ACTIVITY>
Please give every record below again exactly, and keep the pictures out.

•••

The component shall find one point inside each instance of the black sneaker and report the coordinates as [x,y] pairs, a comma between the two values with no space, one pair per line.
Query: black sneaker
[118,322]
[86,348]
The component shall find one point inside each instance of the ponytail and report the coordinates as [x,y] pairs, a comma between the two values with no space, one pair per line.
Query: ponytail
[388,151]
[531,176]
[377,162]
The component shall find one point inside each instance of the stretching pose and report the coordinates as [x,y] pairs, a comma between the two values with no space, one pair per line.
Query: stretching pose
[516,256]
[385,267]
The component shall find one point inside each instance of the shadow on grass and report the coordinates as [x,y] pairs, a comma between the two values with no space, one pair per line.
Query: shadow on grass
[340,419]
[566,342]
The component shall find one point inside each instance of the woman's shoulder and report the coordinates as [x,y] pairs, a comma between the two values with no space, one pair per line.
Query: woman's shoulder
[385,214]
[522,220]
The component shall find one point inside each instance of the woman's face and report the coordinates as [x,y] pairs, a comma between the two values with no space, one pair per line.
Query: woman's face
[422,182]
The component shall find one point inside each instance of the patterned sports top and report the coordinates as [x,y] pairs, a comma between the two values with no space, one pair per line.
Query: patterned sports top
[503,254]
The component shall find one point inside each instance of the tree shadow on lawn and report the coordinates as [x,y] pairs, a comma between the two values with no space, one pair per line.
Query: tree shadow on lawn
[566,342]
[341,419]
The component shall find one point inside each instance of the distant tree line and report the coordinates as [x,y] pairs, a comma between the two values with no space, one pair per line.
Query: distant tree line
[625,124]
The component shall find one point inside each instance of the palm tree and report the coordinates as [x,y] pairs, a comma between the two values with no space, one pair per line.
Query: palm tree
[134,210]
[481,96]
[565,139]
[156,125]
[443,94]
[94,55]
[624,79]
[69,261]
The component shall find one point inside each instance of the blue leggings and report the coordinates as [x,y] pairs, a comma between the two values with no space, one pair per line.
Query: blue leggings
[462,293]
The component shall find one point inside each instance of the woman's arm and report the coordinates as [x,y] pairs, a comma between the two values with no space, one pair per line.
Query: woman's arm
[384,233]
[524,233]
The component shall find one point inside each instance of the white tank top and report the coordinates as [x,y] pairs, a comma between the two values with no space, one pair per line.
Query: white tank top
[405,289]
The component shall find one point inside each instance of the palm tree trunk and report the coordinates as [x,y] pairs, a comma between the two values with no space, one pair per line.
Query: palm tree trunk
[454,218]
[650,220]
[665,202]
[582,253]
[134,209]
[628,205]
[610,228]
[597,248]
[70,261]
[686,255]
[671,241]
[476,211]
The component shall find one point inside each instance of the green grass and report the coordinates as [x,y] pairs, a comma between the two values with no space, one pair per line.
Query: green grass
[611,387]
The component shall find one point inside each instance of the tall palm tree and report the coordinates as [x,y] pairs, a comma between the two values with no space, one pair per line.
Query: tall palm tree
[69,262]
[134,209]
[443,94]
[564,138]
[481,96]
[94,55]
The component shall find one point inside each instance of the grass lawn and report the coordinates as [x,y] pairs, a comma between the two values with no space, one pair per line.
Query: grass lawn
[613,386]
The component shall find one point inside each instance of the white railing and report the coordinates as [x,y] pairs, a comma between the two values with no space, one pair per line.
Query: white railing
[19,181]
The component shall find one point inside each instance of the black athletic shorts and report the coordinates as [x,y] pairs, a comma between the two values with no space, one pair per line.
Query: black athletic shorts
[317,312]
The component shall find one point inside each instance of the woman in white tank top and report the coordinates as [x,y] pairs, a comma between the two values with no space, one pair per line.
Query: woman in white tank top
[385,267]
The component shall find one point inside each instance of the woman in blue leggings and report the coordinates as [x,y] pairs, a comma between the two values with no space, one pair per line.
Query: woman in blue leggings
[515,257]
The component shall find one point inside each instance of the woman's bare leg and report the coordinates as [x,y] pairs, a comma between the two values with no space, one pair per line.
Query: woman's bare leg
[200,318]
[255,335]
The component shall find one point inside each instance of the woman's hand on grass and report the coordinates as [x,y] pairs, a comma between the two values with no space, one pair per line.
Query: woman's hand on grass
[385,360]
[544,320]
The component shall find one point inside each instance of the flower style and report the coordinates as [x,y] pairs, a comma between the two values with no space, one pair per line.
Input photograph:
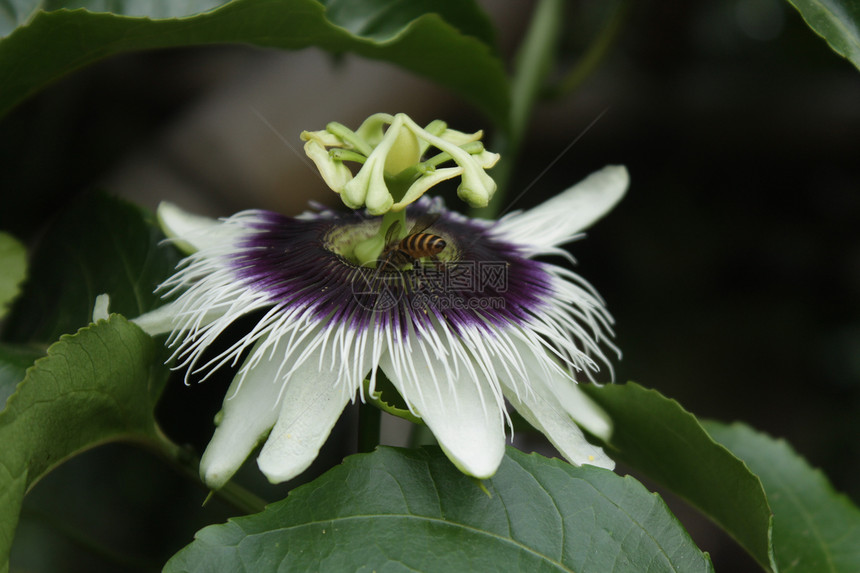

•••

WRITTEN SOLUTION>
The component shall find one point inside each instance of the black sneaker and report the coordinates as [x,y] pairs, a comma between the two values with no space, one pair per line.
Query: black sneaker
[118,322]
[86,348]
The component shall find one point inside each instance of the ponytail and report the coordinates as [x,y] pairs, a comma between the two values with no space, one pair per line.
Query: ponytail
[388,151]
[531,176]
[377,162]
The component shall find one point inside each instance of the stretching pose and report the coordinates as [x,y] pairs, a comma between the two values with no space, one pair per line.
Query: stretching pose
[516,256]
[385,267]
The component shall find one point inside each instance of the shadow on grass and report the coordinates as [x,y] pairs, a comma between the two values with no space, one pair per line.
Query: shadow on grass
[340,419]
[566,342]
The component shall find one point inside each instance of the woman's shoulder and report the coordinates as [x,y] pairs, a comma between the two values with no space, one pair per line.
Query: woman's shoulder
[385,214]
[522,220]
The component shall find one point inside each instance of the woman's face and report the coordinates as [x,y] pairs, a comma between the two values with no space, one pair per line.
Query: woman's face
[422,182]
The component shall find one point inside each instance of the patterned sports top and report the coordinates as [x,y] pairs, a comma between the two values with no space, one pair per line.
Query: patterned sports top
[503,254]
The component shall find one point inside each instance of the tree shadow on lawn and report the coordinates as [x,y] pairs, a comma between the two values with no space, one pair per line.
Query: tree shadow on lawn
[566,342]
[341,419]
The component shall find one point inside each instance of the distant tree line and report the coordinates as [x,y] pairs, a comma between the two values with no space, one pair per line.
Query: distant tree line
[625,124]
The component shall find one point inside each instance of the palm tree and report the coordinates as [x,y] pairs, a comma between the two values with no space, one pair per line.
Query: palm tree
[134,210]
[481,96]
[565,139]
[156,125]
[443,94]
[94,55]
[624,79]
[69,261]
The component shall find one point inside each instance of the blue leggings and report the coordinates as [x,y] pairs, a comma between the two values with no space, one pair per line.
Query: blue leggings
[462,293]
The component shall find one point inside each instance of the woman's arm and report the coordinates as [x,y] pairs, a comma between the two values with no space, one pair per line.
Query: woman's arm
[384,233]
[524,233]
The component shall find one point inside each instance of the white tank top and report the coordinates as [x,y] pairs, a comma between the two values with no space, one pair per line.
Query: white tank top
[405,289]
The component shall find one point inside each instance of the palm tree trunk and report the coordinates as [x,y] pairs, a comma between the two values with no space, one pair per line.
Query: palm tree trunk
[454,218]
[650,220]
[665,202]
[582,253]
[134,209]
[628,205]
[610,228]
[597,248]
[70,261]
[686,255]
[671,241]
[476,211]
The component shall find one point inside each instance of the green grass and report the coordinates as [x,y] pairs, a comma between the two values with no space, one pair per line.
Query: green grass
[611,387]
The component shall find one point inside each instance of the tall palm tree and report the coordinates as [x,y] pairs, a comma between the two values with no space, one pair per line.
Query: tall palm tree
[69,262]
[134,209]
[443,94]
[564,138]
[481,96]
[94,55]
The component shall find one point inside each instance of the grass lawn and report the coordinates as [x,y] pairs, a comma between the two values with no space, one pair per line.
Query: grass lawn
[613,386]
The component shall find one point inside each instance of the white railing and report the coordinates as [x,y] pairs, a comma between the two values with no space, one pair per line.
Query: white railing
[19,181]
The component shall find one point inside each instance of the black athletic shorts and report the coordinates as [x,y] pairs, a comma between the two values with no space, one pair per line.
Query: black athletic shorts
[317,312]
The component shall find one point inside each instance of the woman in white tank top and report the coordinates as [x,y] pairs, a comma between the two values with no space, one pair per line.
Query: woman in white tank top
[385,267]
The component shall find one point inside each instance of the woman in blue leggings and report the coordinates as [x,y] pairs, a comma between the two values with no space, one pair per line.
Query: woman in blue leggings
[515,257]
The component shall find one point inside each instance of the woman's bare leg and report the coordinates as [x,y] pairs, a comma between the two values with no space, one pair per line.
Query: woman's bare leg
[200,318]
[255,335]
The component shall find one point inside each instance of the woman's hand on grass and report the coordinates as [x,y] pairs, a comma between the two values with no space, one pair per line.
Query: woman's hand on grass
[385,360]
[544,320]
The component shall find one point inside each instance of the flower style and report the coordinates as [x,y] pairs, a comma between the two values with no space, one pair per line.
Input photograph:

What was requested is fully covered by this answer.